## Data section
■ ■ ■ ■
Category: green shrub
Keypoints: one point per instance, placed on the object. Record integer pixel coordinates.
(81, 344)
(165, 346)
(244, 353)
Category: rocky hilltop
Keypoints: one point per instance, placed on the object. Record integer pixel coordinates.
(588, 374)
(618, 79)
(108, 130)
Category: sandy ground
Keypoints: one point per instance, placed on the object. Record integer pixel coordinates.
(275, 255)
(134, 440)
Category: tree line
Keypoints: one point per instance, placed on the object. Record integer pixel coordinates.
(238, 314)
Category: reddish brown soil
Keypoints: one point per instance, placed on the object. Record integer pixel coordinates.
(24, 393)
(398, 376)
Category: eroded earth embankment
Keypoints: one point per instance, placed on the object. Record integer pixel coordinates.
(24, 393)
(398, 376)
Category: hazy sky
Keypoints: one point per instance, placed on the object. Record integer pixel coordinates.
■ ■ ■ ■
## Exercise directions
Transcribe the whole listing with nothing added or left out.

## Correct response
Category: green shrub
Keypoints: one point per instance, placed on the object. Record integer pixel coordinates.
(81, 344)
(165, 346)
(244, 353)
Category: rocky hilltop
Keypoints: one point per instance, placed on the object. Record integer pixel coordinates.
(588, 374)
(618, 79)
(108, 130)
Category: sandy ground
Keypoints: one point per instance, placed on the object. Record integer pixel coordinates.
(275, 255)
(134, 440)
Category: tree line
Keypoints: one point per instance, placed on the object. Record integer pixel coordinates.
(238, 314)
Category: reddish brown soil
Keypoints: one point per instance, placed on the object. Record integer pixel coordinates.
(24, 393)
(398, 376)
Category: eroded earth embankment
Keypoints: one point per instance, placed on the object. Record integer pixel coordinates.
(24, 393)
(398, 376)
Category: hazy sky
Keypoints: one point per instance, placed on the object. Record integer pixel coordinates.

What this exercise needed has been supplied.